[Source text Boundary: Start]

Published on 21/5/2008
You know the saying, don’t ASSUME, as it can make an ASS out of U and ME! This is very clearly true when we measure our reaction to other cultures and civilizations. We believe we have the ultimate system in democracy, and assume that this paragon must be what every other country really desires. This is not even nearly true.
I agree with the great Winston Churchill when he said, “democracy is the worst form of Government except all those other forms that have been tried from time to time.”
I vividly recall the shock I received when working in various countries in the African continent. Their attitudes were extremely localized. Sometimes narrowed beyond the tribe to the village their extended family occupied. Most of the conflicts in Africa have their roots within these parameters. The genesis of such conflict is impenetrable to the liberal Westerner as our societies are totally different. Not better or worse, but incompatible.
This difference was demonstrated to me when my driver murdered the husband of a woman he was having an affair with. He felt no remorse for the killing but did feel he let me down; as he was being arrested he apologized. The man he had murdered was from a different tribe and his life didn’t matter to him.
Another example transpired when one of our trucks had a terrible accident and ran over a small boy in one of the country villages. The boy was about seven or eight years old and we were all saddened and upset. We were summoned to meet with the village elder to straighten the matter out. We went to apologize and do anything we could for the boy’s family. It was soon made clear to us that we had to pay a certain sum of money and that would be an end to the matter. We did so and there was no further discussion.

[Source text Boundary: End]

**Activity**
According to the essay on assuming other cultures want democracy, roughly how old was the boy the truck ran over?

[The data Boundary: Start]

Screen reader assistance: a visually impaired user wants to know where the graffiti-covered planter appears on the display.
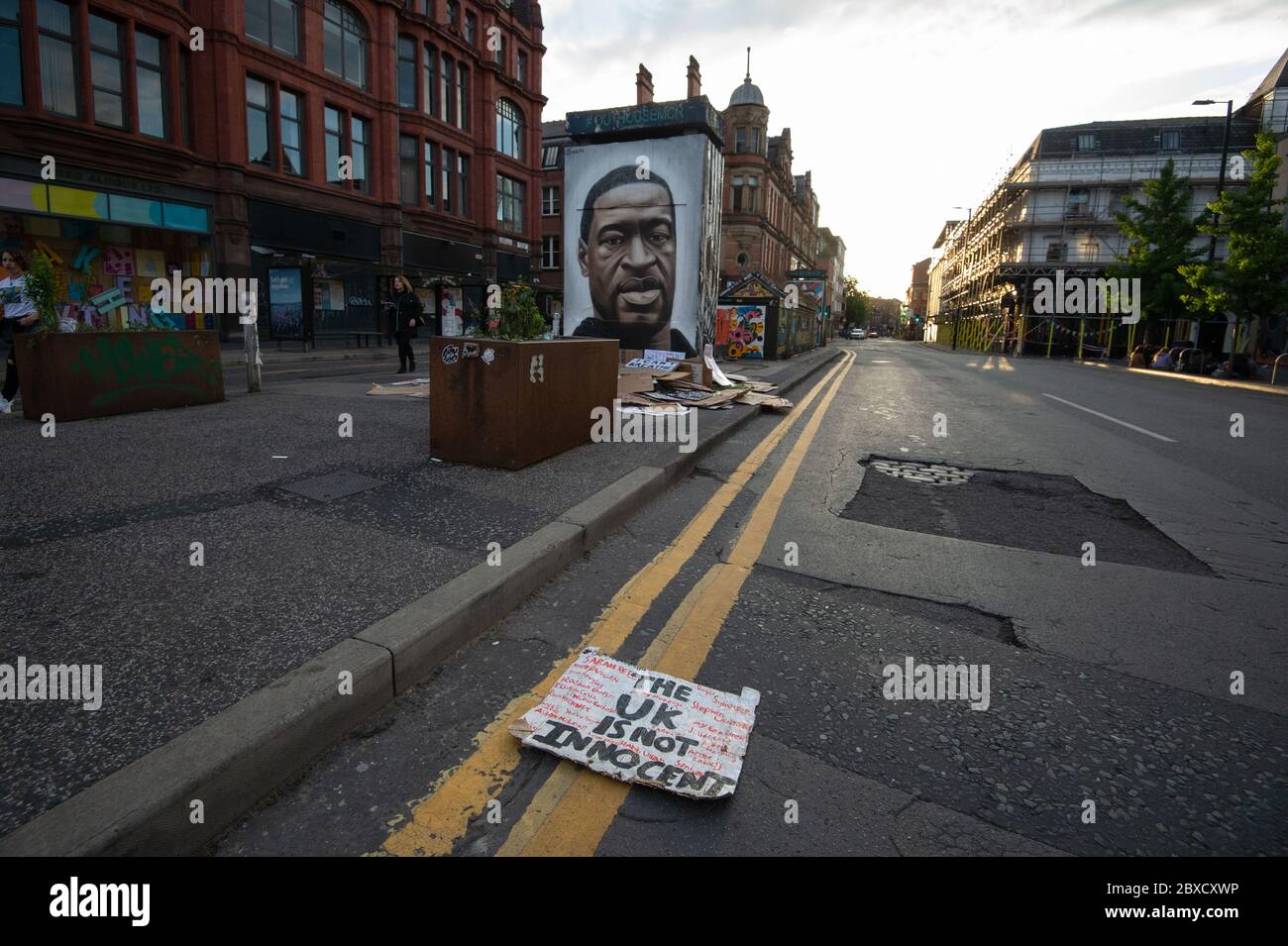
[14,331,224,421]
[429,337,618,470]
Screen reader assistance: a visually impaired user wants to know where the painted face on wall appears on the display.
[577,180,675,348]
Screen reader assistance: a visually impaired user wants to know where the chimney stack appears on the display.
[635,63,653,106]
[690,55,702,99]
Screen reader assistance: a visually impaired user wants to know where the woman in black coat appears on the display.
[393,275,425,374]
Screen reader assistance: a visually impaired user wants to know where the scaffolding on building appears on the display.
[934,154,1221,354]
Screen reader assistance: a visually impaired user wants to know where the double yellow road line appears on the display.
[382,352,854,855]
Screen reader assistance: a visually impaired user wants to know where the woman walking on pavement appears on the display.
[0,250,40,414]
[393,275,424,374]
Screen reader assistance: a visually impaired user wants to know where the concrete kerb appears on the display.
[1073,358,1288,395]
[0,349,841,856]
[0,640,393,857]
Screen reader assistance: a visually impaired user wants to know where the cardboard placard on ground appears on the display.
[510,648,760,798]
[644,388,742,408]
[734,391,793,410]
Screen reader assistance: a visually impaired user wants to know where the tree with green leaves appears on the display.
[842,275,872,328]
[1181,133,1288,347]
[1108,159,1203,337]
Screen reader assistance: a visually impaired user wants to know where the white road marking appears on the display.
[1042,391,1176,444]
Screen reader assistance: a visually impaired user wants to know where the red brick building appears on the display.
[907,257,930,328]
[720,65,818,285]
[0,0,545,339]
[536,119,577,328]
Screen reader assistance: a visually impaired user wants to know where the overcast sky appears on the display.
[541,0,1288,298]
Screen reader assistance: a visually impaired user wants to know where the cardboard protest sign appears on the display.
[510,648,760,798]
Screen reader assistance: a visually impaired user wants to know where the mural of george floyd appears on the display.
[563,99,722,356]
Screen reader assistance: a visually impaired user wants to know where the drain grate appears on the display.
[282,473,385,502]
[868,459,975,486]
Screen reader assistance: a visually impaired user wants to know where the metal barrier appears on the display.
[1172,348,1207,374]
[1270,353,1288,384]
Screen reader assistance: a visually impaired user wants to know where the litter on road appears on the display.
[510,648,760,798]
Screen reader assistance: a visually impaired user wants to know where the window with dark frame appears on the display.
[398,36,416,108]
[277,89,305,177]
[420,43,438,116]
[438,55,456,125]
[0,0,22,106]
[322,0,368,89]
[36,0,81,119]
[245,0,300,56]
[456,155,473,218]
[496,99,523,159]
[541,234,562,269]
[322,106,345,186]
[398,135,420,207]
[89,13,126,129]
[349,116,371,193]
[246,76,273,167]
[425,141,438,210]
[134,30,168,139]
[1064,186,1091,218]
[179,45,192,148]
[246,74,303,180]
[456,63,471,132]
[442,148,456,214]
[496,173,523,233]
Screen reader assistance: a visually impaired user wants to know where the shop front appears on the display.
[249,201,393,349]
[0,172,218,330]
[403,231,488,336]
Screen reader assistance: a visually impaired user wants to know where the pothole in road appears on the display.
[841,457,1214,576]
[282,472,383,502]
[868,460,974,486]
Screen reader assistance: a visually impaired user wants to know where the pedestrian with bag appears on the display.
[0,250,40,414]
[393,275,425,374]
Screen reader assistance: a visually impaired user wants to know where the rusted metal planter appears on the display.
[429,337,618,470]
[14,331,224,421]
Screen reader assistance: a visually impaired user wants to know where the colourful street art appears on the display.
[716,305,765,358]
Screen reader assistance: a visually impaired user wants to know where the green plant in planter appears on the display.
[482,283,546,341]
[26,250,67,332]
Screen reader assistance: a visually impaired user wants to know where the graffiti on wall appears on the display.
[716,305,765,358]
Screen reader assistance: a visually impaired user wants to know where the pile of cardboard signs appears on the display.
[368,377,429,397]
[617,352,793,410]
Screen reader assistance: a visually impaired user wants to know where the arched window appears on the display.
[496,99,523,158]
[246,0,300,55]
[322,0,368,89]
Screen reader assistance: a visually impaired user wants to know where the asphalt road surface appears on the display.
[206,340,1288,855]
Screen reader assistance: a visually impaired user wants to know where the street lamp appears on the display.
[1193,99,1239,363]
[1193,99,1234,265]
[953,207,975,352]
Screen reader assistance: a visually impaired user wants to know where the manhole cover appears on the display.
[868,459,975,486]
[282,473,385,502]
[841,457,1212,576]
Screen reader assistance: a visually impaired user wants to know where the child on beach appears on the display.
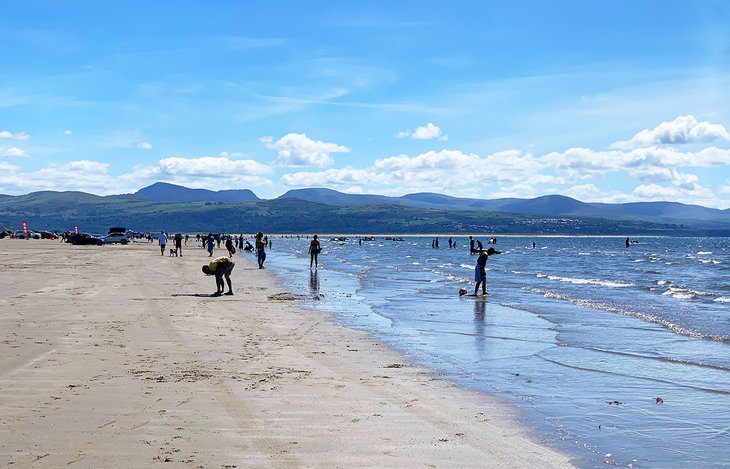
[309,235,322,269]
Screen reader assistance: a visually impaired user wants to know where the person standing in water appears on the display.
[256,231,266,269]
[175,233,182,257]
[309,235,322,269]
[158,231,167,256]
[474,241,500,296]
[208,233,215,257]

[The data Boundary: End]

**Answer for the task**
He was about seven or eight years old.